• Activity: All the records below must be returned exactly as they stand.

• Point-per-instance localization data:
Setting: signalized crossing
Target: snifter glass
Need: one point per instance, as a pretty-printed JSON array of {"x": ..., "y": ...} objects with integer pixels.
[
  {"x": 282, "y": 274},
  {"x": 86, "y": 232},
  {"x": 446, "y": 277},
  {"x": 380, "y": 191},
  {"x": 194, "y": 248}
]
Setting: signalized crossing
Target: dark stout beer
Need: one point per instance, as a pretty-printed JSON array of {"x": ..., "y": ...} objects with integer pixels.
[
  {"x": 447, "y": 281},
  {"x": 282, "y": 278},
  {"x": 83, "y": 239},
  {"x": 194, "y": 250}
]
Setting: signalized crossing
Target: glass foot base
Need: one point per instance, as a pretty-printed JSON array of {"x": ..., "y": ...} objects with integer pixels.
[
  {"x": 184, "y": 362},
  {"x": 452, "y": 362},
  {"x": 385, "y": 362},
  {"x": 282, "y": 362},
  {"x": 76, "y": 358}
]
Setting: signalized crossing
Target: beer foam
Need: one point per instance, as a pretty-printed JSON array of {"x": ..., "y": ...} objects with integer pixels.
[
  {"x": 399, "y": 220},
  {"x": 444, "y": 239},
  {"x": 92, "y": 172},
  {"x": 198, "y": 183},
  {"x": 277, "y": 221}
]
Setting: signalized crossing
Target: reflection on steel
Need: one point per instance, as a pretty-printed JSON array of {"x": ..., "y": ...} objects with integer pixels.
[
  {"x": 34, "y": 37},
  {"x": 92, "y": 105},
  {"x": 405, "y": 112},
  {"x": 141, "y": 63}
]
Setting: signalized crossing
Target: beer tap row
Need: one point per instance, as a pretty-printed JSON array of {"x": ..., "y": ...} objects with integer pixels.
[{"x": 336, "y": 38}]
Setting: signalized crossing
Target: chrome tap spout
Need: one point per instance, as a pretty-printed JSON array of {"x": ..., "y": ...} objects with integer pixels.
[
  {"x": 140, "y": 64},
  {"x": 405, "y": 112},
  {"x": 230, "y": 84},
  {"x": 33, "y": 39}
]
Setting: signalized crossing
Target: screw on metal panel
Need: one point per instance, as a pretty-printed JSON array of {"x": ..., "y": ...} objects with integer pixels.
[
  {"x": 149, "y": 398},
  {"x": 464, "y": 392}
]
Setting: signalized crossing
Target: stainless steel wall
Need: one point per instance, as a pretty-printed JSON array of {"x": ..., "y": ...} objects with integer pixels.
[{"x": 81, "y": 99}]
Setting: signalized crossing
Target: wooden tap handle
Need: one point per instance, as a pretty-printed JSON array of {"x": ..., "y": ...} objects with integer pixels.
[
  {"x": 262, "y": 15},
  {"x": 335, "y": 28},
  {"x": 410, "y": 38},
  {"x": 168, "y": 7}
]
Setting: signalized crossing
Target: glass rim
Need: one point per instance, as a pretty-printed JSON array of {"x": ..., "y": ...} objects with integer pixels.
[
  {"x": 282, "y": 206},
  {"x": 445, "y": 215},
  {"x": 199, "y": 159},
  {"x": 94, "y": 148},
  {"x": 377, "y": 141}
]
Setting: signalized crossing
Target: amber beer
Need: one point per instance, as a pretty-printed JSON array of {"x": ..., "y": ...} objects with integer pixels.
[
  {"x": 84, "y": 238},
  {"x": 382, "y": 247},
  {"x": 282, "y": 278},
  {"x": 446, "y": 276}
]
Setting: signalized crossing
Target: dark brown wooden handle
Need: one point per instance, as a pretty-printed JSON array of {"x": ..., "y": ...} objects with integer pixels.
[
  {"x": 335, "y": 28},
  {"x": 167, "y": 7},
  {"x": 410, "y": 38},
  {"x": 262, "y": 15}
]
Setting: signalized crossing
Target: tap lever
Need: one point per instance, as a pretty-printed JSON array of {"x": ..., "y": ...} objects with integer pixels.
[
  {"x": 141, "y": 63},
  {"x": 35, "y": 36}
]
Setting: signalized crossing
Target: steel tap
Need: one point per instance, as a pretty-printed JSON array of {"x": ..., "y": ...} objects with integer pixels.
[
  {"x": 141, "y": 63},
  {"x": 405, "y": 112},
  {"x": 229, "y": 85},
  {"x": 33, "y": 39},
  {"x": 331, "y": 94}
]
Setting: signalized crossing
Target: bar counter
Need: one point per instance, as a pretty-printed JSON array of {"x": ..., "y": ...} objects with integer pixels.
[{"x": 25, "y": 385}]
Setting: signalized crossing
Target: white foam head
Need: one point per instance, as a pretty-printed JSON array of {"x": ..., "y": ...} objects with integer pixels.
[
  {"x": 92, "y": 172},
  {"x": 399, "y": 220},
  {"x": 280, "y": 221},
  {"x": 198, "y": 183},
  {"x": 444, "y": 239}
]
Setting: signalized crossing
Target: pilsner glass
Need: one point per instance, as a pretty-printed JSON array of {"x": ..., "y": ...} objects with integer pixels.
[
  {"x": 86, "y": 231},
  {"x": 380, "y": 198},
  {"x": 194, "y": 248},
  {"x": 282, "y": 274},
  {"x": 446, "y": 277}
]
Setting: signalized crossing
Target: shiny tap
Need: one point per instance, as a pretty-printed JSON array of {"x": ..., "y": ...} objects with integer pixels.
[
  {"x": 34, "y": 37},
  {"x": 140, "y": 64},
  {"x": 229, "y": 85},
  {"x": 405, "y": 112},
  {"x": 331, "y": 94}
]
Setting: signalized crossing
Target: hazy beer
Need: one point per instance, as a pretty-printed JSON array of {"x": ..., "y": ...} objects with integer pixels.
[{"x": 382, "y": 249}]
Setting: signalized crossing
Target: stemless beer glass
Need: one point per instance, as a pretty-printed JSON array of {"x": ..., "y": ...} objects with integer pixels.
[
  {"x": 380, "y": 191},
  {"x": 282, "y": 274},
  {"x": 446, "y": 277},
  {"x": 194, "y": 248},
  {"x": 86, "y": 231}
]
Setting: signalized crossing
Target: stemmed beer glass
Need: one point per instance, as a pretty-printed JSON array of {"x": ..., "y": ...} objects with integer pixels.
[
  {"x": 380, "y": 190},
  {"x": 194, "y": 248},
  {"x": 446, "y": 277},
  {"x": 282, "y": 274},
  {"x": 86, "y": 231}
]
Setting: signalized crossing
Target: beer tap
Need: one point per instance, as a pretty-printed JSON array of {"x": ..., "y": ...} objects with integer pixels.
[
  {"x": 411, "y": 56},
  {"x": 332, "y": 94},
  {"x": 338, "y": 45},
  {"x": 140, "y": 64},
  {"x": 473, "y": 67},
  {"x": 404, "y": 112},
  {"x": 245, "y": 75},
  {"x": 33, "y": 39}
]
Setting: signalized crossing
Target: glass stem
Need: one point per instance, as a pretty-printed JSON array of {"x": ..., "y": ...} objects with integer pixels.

• Answer to this problem:
Setting: signalized crossing
Target: snifter glass
Need: one point per instance, as a pretty-printed JSON array of {"x": ..., "y": ...} objects with integer pixels.
[
  {"x": 282, "y": 274},
  {"x": 86, "y": 232},
  {"x": 446, "y": 277},
  {"x": 380, "y": 191},
  {"x": 194, "y": 248}
]
Setting: signalized crossing
Target: dark stout beer
Need: one point per instance, as a pretty-printed JSON array of {"x": ..., "y": ...} objects with integer pixels.
[
  {"x": 447, "y": 281},
  {"x": 282, "y": 278},
  {"x": 83, "y": 239},
  {"x": 194, "y": 250}
]
Setting: signalized crossing
Target: glass foot base
Need: one point per instance, as a pretty-printed JSON array of {"x": ..., "y": ...} objects with integer pixels.
[
  {"x": 184, "y": 362},
  {"x": 452, "y": 362},
  {"x": 385, "y": 362},
  {"x": 282, "y": 362},
  {"x": 76, "y": 358}
]
Setting: signalized crossing
Target: beer foam
Need: one point per instance, as a pretty-printed JSON array of {"x": ..., "y": ...} objects with integer pixels.
[
  {"x": 399, "y": 220},
  {"x": 444, "y": 239},
  {"x": 92, "y": 172},
  {"x": 198, "y": 183},
  {"x": 277, "y": 221}
]
Setting: signalized crossing
Target: reflection on steel
Need: one point per instance, as a pretty-printed JSON array of {"x": ..., "y": ...} objects with integer pixels.
[
  {"x": 34, "y": 37},
  {"x": 92, "y": 105},
  {"x": 405, "y": 112},
  {"x": 141, "y": 63}
]
Setting: signalized crossing
Target: beer tap row
Need: one point per instance, as a pretty-printed JSON array of {"x": ..., "y": ...} objects with integer pixels.
[{"x": 336, "y": 38}]
Setting: signalized crossing
Target: chrome tap spout
Need: one point per instance, as a pretty-printed JSON array of {"x": ..., "y": ...} objects with integer pixels.
[
  {"x": 140, "y": 64},
  {"x": 405, "y": 112},
  {"x": 230, "y": 84},
  {"x": 33, "y": 39}
]
Setting: signalized crossing
Target: screw on metal panel
Need: one point per instance, as a pretty-printed JSON array of {"x": ..., "y": ...} objects with integer pixels.
[
  {"x": 149, "y": 398},
  {"x": 464, "y": 392}
]
Setting: signalized crossing
Target: stainless steel wall
Need: one point per instance, as a pretty-printed JSON array of {"x": ..., "y": ...} objects with integer pixels.
[{"x": 81, "y": 99}]
Setting: signalized crossing
Target: wooden tap handle
Need: one point per instance, as a pretty-printed JSON array of {"x": ..., "y": ...} objects with integer pixels.
[
  {"x": 262, "y": 15},
  {"x": 335, "y": 28},
  {"x": 410, "y": 38},
  {"x": 168, "y": 7}
]
Setting: signalized crossing
Target: glass rim
Need: one point per instance, as a pretty-printed JSON array of {"x": ..., "y": ...} objects with integer pixels.
[
  {"x": 282, "y": 206},
  {"x": 445, "y": 215},
  {"x": 199, "y": 159},
  {"x": 94, "y": 148},
  {"x": 377, "y": 141}
]
Setting: signalized crossing
Target: amber beer
Need: one point per instance, as a pretty-printed JSON array of {"x": ..., "y": ...} objects with integer pixels.
[
  {"x": 84, "y": 238},
  {"x": 382, "y": 247},
  {"x": 282, "y": 278},
  {"x": 446, "y": 276}
]
Setting: signalized crossing
Target: dark brown wooden handle
Need: one point per instance, as a pretty-printed JSON array of {"x": ..., "y": ...} objects with integer pixels.
[
  {"x": 335, "y": 28},
  {"x": 167, "y": 7},
  {"x": 410, "y": 38},
  {"x": 262, "y": 15}
]
Setting: signalized crossing
Target: tap lever
Need: one point per instance, as a pretty-printed JSON array of {"x": ..., "y": ...} objects with integer pixels.
[
  {"x": 141, "y": 63},
  {"x": 35, "y": 36}
]
Setting: signalized crossing
Target: steel tap
Need: one point per instance, as a pretty-printed JSON array of {"x": ..., "y": ...} objects with integer pixels.
[
  {"x": 141, "y": 63},
  {"x": 405, "y": 112},
  {"x": 229, "y": 85},
  {"x": 33, "y": 39},
  {"x": 331, "y": 94}
]
Setting: signalized crossing
Target: bar counter
Need: one point per instance, as a pretty-printed JSON array of {"x": ..., "y": ...} objects with integer pixels.
[{"x": 25, "y": 385}]
Setting: signalized crossing
Target: white foam head
Need: one point per instance, as a pretty-printed JSON array of {"x": ..., "y": ...} objects with integer pixels.
[
  {"x": 92, "y": 172},
  {"x": 399, "y": 220},
  {"x": 280, "y": 221},
  {"x": 198, "y": 183},
  {"x": 444, "y": 239}
]
Setting: signalized crossing
Target: pilsner glass
Need: one point per instance, as a pretty-printed JSON array of {"x": ..., "y": ...} objects with integer pixels.
[
  {"x": 86, "y": 231},
  {"x": 380, "y": 198},
  {"x": 194, "y": 248},
  {"x": 282, "y": 274},
  {"x": 446, "y": 277}
]
Setting: signalized crossing
Target: shiny tap
Need: one point per instance, as a pretty-printed JSON array of {"x": ..., "y": ...} objects with integer pixels.
[
  {"x": 34, "y": 37},
  {"x": 140, "y": 64},
  {"x": 229, "y": 85},
  {"x": 405, "y": 112},
  {"x": 331, "y": 94}
]
Setting: signalized crossing
Target: hazy beer
Need: one point per instance, as a pretty-printed JSON array of {"x": ..., "y": ...} objects with integer pixels.
[{"x": 382, "y": 249}]
Setting: signalized crossing
Target: stemless beer glass
Need: one point per instance, as a pretty-printed JSON array of {"x": ..., "y": ...} objects with integer pixels.
[
  {"x": 380, "y": 191},
  {"x": 282, "y": 274},
  {"x": 446, "y": 277},
  {"x": 194, "y": 248},
  {"x": 86, "y": 231}
]
Setting: signalized crossing
Target: stemmed beer glass
Need: one point per instance, as a pretty-printed JSON array of {"x": ..., "y": ...} objects with integer pixels.
[
  {"x": 380, "y": 190},
  {"x": 194, "y": 248},
  {"x": 446, "y": 277},
  {"x": 282, "y": 274},
  {"x": 86, "y": 231}
]
Setting: signalized crossing
Target: beer tap
Need: one point per instance, as a pretty-printed JSON array of {"x": ..., "y": ...} objects with integer pixels.
[
  {"x": 411, "y": 56},
  {"x": 332, "y": 94},
  {"x": 338, "y": 45},
  {"x": 140, "y": 64},
  {"x": 473, "y": 67},
  {"x": 404, "y": 112},
  {"x": 245, "y": 75},
  {"x": 33, "y": 39}
]
Setting: signalized crossing
Target: glass stem
Need: one point per instance, as a pretty-printed JSON array of {"x": ..., "y": ...} objects with integer pixels.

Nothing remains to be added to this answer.